+++ Extracted entries +++
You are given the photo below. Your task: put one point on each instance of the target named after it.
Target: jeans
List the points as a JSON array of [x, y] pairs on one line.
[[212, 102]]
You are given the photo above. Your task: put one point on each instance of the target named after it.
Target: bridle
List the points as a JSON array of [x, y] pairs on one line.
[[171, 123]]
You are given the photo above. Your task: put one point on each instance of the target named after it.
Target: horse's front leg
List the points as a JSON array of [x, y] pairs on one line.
+++
+++ Extracted entries +++
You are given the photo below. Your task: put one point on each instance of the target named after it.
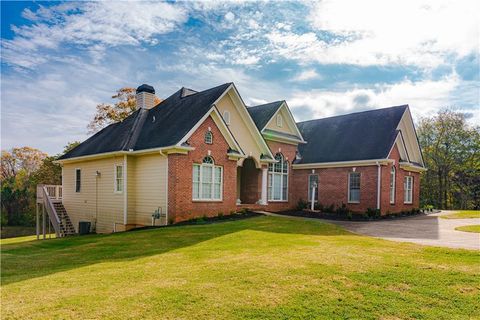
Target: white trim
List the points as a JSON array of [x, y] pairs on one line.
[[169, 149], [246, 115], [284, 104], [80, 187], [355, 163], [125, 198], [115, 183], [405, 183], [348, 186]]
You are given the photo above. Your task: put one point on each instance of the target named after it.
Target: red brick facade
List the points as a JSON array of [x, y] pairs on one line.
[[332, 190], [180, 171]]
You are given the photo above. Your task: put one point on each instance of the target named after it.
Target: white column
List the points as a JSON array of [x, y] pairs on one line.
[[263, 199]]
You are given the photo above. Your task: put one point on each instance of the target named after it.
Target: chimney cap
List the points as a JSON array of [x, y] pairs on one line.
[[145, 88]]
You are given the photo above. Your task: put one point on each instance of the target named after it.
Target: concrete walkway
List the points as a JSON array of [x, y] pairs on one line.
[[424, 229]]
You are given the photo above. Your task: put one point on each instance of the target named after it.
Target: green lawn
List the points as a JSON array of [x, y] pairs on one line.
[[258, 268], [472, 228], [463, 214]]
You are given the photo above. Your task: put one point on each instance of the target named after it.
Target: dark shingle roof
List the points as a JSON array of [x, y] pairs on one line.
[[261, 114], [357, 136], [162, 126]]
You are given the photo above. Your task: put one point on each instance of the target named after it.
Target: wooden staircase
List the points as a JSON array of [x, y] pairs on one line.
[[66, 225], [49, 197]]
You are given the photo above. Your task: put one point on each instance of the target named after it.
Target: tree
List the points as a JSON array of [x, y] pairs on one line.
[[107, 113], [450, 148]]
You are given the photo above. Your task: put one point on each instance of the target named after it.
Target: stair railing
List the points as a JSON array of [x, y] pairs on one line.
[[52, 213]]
+++
+++ Extracted entries +++
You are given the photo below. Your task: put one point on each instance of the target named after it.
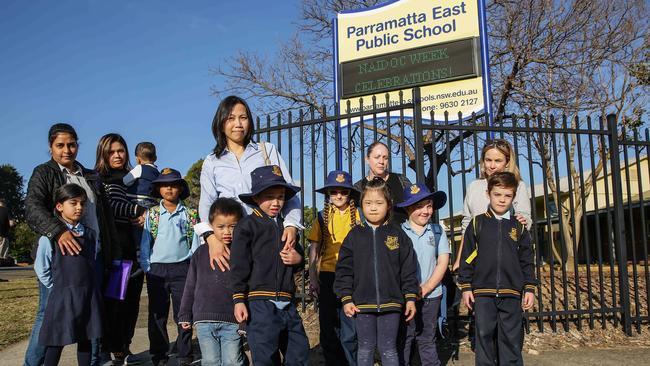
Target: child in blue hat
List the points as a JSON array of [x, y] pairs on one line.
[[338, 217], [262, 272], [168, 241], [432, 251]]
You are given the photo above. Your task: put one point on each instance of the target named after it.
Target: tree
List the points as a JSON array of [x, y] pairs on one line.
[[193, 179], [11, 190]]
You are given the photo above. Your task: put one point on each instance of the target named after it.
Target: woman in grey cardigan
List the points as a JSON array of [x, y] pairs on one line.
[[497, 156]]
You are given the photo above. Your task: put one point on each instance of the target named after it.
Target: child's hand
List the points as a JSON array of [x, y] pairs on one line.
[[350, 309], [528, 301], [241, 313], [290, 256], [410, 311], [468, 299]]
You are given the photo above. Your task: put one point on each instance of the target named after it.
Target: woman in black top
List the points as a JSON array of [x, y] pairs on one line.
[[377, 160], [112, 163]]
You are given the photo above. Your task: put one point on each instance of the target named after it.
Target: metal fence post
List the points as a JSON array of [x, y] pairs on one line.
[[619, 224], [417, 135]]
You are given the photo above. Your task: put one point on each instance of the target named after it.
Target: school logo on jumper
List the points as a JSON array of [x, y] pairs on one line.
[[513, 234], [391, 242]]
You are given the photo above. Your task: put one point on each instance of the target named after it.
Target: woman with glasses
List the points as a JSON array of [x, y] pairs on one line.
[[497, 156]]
+++
= Work instructions =
Scan the records above. Return every line with "woman" in it.

= Answer space =
Target: woman in grey cardigan
Target: woman in black top
Target: woman with glasses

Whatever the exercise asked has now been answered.